# START OF Task material

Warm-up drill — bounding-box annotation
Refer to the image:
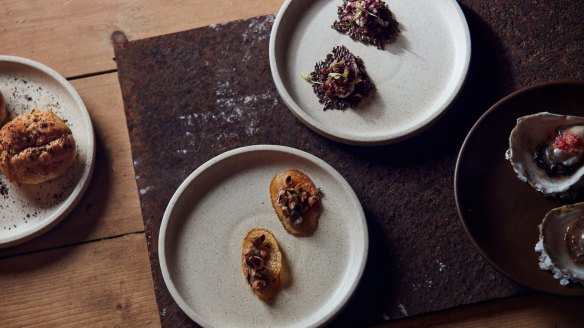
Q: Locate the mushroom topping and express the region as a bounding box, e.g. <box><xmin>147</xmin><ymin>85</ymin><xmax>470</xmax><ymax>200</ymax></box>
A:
<box><xmin>278</xmin><ymin>176</ymin><xmax>320</xmax><ymax>226</ymax></box>
<box><xmin>243</xmin><ymin>235</ymin><xmax>270</xmax><ymax>290</ymax></box>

# END OF Task material

Copy the lines above word for word, leaving out the pictures.

Warm-up drill — bounding-box annotation
Refer to the image:
Q: Locate the mushroom topping and express the region as a bounding box, e.g. <box><xmin>147</xmin><ymin>85</ymin><xmax>470</xmax><ymax>200</ymax></box>
A:
<box><xmin>278</xmin><ymin>176</ymin><xmax>320</xmax><ymax>226</ymax></box>
<box><xmin>243</xmin><ymin>235</ymin><xmax>270</xmax><ymax>290</ymax></box>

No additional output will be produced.